EXERCISE AIM: One part of the entries below is wanted: the lines from the one containing "Query: sleeve" through the one containing "Query: eyebrow". Write those out exactly and nothing else.

GIVEN DATA:
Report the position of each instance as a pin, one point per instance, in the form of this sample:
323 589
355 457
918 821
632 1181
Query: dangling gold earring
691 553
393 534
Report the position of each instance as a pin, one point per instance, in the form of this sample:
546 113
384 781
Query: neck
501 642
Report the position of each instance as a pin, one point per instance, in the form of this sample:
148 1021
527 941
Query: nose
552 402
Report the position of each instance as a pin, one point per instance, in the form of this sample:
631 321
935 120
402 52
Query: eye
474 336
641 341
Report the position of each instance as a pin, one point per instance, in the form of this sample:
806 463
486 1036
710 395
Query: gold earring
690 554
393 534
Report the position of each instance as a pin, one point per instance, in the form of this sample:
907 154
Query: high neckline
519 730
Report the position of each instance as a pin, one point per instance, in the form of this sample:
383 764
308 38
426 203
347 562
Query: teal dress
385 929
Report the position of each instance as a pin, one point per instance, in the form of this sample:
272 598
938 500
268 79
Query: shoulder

---

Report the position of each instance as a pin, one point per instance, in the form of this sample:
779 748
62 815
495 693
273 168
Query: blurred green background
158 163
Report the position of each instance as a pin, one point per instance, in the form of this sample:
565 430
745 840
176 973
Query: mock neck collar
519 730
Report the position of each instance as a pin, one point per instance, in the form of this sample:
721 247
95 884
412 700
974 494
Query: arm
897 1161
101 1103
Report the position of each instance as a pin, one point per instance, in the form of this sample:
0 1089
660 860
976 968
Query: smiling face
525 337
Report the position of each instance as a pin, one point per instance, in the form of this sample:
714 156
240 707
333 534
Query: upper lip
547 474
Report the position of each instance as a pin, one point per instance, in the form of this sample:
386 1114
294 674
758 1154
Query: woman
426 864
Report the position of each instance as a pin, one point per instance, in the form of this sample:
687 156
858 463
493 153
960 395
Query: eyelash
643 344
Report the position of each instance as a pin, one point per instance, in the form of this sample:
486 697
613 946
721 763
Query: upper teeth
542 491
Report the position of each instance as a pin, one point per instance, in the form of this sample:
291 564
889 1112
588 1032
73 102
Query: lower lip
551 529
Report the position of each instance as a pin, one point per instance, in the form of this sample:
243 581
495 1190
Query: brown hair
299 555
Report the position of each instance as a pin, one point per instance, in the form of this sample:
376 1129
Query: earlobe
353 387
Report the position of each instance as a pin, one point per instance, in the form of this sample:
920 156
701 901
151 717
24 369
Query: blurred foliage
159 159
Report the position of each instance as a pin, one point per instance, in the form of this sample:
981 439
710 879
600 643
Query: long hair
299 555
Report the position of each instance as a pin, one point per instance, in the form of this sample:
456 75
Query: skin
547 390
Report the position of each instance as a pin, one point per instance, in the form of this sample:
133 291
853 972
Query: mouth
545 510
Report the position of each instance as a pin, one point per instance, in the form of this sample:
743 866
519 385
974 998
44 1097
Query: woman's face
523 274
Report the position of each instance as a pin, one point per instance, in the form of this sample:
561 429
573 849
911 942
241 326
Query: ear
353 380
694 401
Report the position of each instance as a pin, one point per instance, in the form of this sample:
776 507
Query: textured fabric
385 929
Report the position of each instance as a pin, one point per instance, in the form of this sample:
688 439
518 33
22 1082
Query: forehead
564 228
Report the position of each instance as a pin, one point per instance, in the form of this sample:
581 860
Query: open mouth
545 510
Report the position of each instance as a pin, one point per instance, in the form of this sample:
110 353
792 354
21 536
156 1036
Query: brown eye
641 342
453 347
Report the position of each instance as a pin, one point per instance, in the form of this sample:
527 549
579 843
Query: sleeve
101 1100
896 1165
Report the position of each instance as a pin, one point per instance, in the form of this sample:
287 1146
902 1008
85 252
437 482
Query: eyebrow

TASK SOLUTION:
Query: sleeve
101 1100
896 1165
Report the position of each instance as a pin, one point per instance, in the form of this sample:
287 1146
902 1008
85 252
437 482
Query: eyebrow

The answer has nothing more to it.